» **Texto fornecido**:
%%
Brancos e nulos somam 9,6%, índice recorde em 2º turno pós-ditadura
Brancos e nulos somaram 9,6% do total de votos no segundo turno da eleição presidencial deste ano, o maior índice já registrado no país desde o fim da ditadura militar.
Após a redemocratização, seis disputas presidenciais foram realizadas em dois turnos —as exceções foram as de 1994 e 1998, ambas vencidas por Fernando Henrique Cardoso (PSDB) na primeira fase.
Nas outras disputas em duas etapas (1989, 2002, 2006, 2010, 2014), a soma dos chamados votos inválidos sempre ficou na casa dos 6%.
Pesquisa Datafolha divulgada no sábado (27) já indicava que fatia expressiva do eleitorado iria às urnas sem optar por nenhum candidato. Os brancos, nulos e indecisos, de acordo com o instituto, chegavam a 13%, o maior índice para uma medicação às vésperas da eleição —em segundos turnos de eleições anteriores esse número chegou no máximo a 10%.
Os votos brancos neste segundo turno representaram 2,14%, número similar ao de anos anteriores. De 1989 para cá, o recorde de brancos foi registrado no segundo turno de 2010, 2,3% do total.
%%
» **Objetivo do exercício**: Copie na íntegra, sem nenhuma alteração, o texto sobre os votos brancos e nulos no segundo turno. Os dados são um material à parte, sem relação com o texto.

» **Trechos dos dados**:
%%
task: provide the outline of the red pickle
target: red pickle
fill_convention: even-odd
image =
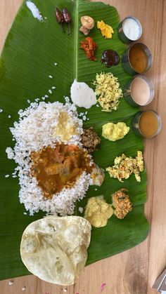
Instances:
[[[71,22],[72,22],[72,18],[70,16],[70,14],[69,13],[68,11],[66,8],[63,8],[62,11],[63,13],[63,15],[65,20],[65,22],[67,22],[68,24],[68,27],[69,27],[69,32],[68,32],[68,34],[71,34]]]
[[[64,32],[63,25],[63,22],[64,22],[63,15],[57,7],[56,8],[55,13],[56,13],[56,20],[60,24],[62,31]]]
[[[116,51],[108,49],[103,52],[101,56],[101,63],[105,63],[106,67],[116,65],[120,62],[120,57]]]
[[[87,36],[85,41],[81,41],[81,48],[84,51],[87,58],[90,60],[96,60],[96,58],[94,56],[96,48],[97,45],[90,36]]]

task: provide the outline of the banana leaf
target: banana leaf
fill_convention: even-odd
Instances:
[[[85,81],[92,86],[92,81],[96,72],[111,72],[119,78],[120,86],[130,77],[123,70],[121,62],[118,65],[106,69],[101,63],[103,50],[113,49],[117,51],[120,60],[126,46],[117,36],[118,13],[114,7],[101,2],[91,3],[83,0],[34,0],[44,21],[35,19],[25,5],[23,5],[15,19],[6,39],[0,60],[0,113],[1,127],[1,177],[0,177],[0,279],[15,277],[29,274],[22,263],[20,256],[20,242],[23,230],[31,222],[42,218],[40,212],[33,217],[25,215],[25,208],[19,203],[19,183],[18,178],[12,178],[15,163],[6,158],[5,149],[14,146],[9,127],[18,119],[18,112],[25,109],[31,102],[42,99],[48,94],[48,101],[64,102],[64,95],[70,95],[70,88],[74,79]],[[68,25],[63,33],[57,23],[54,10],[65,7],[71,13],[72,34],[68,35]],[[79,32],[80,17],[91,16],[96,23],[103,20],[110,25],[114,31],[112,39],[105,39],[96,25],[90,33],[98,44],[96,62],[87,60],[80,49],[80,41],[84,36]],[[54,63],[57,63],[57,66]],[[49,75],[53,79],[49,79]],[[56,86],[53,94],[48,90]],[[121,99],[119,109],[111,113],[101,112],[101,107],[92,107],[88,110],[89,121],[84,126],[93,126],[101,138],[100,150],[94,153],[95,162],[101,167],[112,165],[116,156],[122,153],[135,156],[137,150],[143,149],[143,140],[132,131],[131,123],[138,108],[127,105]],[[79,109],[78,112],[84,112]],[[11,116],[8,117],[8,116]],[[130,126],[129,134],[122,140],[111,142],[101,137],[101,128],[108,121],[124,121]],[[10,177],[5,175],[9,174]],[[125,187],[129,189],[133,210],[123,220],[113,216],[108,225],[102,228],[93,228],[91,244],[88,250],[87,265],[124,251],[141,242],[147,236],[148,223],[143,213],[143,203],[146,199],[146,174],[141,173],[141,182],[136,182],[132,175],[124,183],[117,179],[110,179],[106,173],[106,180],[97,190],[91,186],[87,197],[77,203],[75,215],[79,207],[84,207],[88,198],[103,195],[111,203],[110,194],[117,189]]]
%%
%%
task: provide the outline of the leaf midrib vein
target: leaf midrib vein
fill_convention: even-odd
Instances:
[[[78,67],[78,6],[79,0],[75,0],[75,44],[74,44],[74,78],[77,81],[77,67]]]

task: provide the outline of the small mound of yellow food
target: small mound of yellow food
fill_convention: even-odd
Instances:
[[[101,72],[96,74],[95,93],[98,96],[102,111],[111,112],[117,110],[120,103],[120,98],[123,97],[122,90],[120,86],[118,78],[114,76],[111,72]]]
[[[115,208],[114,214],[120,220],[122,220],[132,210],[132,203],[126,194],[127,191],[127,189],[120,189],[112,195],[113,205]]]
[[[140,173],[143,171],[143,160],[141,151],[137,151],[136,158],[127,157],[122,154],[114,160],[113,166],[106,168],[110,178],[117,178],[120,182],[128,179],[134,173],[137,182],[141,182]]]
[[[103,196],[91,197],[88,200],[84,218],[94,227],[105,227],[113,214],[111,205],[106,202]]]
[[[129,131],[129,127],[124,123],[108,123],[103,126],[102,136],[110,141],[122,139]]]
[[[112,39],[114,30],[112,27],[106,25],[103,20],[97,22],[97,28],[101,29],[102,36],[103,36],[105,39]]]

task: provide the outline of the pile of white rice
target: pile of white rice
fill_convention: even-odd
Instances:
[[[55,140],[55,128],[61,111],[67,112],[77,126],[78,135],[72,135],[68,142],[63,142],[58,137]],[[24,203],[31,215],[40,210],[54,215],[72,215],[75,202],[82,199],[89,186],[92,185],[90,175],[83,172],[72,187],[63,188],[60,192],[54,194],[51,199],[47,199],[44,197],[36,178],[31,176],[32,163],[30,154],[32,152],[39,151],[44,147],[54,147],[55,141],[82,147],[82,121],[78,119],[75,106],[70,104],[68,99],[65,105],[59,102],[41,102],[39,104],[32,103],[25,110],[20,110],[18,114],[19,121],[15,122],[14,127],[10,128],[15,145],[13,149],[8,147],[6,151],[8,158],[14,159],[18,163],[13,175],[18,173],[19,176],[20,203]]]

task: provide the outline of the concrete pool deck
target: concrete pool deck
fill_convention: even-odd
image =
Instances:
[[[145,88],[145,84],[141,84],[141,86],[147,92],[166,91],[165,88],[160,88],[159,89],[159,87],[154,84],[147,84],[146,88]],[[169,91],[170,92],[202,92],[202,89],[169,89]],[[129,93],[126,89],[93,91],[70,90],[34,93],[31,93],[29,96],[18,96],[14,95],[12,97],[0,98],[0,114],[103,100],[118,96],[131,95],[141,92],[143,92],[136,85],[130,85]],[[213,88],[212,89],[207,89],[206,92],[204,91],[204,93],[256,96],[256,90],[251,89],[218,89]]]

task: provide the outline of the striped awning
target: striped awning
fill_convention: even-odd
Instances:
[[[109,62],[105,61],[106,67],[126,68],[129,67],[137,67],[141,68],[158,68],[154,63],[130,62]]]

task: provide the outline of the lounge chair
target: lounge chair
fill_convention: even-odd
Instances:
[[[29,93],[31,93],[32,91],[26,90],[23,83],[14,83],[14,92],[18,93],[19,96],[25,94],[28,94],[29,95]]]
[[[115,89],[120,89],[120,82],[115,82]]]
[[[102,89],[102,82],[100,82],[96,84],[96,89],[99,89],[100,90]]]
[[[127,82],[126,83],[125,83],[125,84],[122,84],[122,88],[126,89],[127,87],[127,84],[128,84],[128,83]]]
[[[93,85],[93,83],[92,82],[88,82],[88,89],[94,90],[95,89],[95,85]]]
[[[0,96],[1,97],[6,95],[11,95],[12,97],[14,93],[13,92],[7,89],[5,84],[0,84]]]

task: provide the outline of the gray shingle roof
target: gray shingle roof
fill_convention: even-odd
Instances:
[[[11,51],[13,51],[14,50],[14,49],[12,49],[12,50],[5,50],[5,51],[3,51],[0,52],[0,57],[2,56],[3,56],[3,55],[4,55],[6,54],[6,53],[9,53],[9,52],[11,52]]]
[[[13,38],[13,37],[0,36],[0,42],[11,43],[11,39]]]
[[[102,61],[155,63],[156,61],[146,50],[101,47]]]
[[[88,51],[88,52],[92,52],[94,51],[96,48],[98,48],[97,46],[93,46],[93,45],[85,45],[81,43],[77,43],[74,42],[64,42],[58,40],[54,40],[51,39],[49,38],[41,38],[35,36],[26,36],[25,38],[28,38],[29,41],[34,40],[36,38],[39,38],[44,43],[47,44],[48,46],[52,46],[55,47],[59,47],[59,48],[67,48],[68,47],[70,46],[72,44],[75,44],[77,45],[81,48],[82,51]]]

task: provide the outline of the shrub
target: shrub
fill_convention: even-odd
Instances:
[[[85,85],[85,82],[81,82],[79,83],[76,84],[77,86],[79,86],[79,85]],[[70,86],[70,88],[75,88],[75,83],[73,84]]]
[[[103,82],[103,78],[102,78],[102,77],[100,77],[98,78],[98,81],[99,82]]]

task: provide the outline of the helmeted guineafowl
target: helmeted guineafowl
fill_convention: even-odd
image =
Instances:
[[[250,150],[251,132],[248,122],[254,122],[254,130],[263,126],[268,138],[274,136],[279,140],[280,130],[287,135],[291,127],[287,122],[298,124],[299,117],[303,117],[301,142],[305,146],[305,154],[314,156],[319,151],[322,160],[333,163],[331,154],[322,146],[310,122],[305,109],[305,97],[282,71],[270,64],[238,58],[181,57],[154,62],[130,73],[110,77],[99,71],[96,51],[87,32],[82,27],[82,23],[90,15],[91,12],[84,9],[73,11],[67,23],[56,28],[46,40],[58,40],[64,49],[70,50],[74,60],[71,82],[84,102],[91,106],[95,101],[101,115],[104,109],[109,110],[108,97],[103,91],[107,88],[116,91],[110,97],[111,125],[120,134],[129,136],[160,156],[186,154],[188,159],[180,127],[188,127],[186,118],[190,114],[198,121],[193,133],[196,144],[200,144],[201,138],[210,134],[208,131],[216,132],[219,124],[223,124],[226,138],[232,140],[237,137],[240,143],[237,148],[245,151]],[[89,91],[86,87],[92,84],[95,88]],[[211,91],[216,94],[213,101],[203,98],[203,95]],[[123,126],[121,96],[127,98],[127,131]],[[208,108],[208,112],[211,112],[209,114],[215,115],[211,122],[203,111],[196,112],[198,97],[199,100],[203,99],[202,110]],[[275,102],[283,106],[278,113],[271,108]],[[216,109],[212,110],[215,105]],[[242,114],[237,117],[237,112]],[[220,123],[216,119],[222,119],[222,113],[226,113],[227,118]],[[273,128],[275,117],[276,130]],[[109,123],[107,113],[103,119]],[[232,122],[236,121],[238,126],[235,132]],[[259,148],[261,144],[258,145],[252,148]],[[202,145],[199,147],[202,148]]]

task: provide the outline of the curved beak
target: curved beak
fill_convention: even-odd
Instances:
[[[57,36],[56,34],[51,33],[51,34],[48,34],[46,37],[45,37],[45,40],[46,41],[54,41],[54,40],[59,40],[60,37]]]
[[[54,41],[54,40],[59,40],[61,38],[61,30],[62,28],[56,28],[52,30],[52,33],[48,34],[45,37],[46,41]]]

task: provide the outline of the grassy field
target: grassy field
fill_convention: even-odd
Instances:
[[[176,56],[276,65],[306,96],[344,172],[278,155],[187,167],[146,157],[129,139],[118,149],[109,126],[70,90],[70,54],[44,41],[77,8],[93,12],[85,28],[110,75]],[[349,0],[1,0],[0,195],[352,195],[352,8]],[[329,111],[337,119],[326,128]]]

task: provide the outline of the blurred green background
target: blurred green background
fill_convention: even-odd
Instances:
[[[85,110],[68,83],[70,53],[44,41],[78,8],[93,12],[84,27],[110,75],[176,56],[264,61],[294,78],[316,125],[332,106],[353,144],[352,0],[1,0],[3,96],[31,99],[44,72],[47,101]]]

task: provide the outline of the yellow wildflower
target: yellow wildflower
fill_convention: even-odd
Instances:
%%
%%
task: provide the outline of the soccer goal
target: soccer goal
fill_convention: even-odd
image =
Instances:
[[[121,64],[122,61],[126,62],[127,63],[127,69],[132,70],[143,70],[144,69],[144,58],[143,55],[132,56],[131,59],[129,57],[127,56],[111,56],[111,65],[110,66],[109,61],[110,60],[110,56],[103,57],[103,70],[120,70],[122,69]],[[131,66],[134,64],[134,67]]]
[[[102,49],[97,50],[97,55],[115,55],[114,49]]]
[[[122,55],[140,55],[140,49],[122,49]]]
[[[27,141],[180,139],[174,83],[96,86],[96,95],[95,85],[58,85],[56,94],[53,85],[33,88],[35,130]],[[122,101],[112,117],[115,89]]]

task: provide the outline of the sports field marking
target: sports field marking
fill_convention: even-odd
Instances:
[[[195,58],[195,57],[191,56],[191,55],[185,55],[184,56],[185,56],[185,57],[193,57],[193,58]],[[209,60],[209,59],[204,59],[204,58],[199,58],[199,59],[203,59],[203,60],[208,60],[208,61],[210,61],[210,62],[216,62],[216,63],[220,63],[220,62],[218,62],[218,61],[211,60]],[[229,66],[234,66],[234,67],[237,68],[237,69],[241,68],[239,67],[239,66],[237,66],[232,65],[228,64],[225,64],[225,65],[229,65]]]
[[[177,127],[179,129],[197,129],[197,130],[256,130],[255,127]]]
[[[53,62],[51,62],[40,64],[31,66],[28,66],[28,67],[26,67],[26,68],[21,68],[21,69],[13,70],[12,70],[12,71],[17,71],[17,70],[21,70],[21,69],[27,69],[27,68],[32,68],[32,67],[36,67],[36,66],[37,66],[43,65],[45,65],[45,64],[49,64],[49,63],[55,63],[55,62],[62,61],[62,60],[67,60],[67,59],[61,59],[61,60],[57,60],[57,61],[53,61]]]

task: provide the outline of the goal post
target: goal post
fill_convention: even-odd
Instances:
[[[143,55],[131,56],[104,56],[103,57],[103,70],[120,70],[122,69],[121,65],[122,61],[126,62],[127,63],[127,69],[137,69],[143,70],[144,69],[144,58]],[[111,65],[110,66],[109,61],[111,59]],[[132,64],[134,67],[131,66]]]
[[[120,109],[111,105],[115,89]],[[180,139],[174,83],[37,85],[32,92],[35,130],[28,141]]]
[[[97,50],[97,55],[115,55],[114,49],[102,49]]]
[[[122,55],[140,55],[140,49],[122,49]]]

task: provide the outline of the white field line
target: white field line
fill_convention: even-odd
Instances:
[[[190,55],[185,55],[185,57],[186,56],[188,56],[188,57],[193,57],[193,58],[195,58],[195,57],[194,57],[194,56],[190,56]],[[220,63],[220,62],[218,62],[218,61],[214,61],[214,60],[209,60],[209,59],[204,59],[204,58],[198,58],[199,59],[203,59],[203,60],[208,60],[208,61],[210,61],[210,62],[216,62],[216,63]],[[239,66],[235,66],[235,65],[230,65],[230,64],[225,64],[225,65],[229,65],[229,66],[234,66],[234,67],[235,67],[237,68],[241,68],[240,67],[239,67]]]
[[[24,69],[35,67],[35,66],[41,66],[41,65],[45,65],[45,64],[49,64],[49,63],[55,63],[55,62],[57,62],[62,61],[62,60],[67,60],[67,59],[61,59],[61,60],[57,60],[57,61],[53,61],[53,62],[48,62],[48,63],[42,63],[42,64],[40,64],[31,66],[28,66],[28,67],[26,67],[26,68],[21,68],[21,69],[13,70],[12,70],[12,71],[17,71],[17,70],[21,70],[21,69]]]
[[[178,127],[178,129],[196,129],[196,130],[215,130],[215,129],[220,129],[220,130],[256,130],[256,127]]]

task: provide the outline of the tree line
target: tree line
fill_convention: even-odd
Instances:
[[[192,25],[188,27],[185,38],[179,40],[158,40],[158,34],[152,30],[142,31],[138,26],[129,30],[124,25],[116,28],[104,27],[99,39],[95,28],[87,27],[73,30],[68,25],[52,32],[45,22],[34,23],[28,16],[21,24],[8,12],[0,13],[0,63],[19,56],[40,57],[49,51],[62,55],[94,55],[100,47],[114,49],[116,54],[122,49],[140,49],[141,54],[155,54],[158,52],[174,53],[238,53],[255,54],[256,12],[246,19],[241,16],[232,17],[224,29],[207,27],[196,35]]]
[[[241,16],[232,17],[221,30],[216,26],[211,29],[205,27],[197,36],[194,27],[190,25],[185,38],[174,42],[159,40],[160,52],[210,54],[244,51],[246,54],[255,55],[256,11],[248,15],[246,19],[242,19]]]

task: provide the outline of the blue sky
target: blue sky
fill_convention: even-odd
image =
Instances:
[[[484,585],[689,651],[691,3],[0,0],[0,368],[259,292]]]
%%
» **Resposta da tarefa**:
Brancos e nulos somam 9,6%, índice recorde em 2º turno pós-ditadura
Brancos e nulos somaram 9,6% do total de votos no segundo turno da eleição presidencial deste ano, o maior índice já registrado no país desde o fim da ditadura militar.
Após a redemocratização, seis disputas presidenciais foram realizadas em dois turnos —as exceções foram as de 1994 e 1998, ambas vencidas por Fernando Henrique Cardoso (PSDB) na primeira fase.
Nas outras disputas em duas etapas (1989, 2002, 2006, 2010, 2014), a soma dos chamados votos inválidos sempre ficou na casa dos 6%.
Pesquisa Datafolha divulgada no sábado (27) já indicava que fatia expressiva do eleitorado iria às urnas sem optar por nenhum candidato. Os brancos, nulos e indecisos, de acordo com o instituto, chegavam a 13%, o maior índice para uma medicação às vésperas da eleição —em segundos turnos de eleições anteriores esse número chegou no máximo a 10%.
Os votos brancos neste segundo turno representaram 2,14%, número similar ao de anos anteriores. De 1989 para cá, o recorde de brancos foi registrado no segundo turno de 2010, 2,3% do total.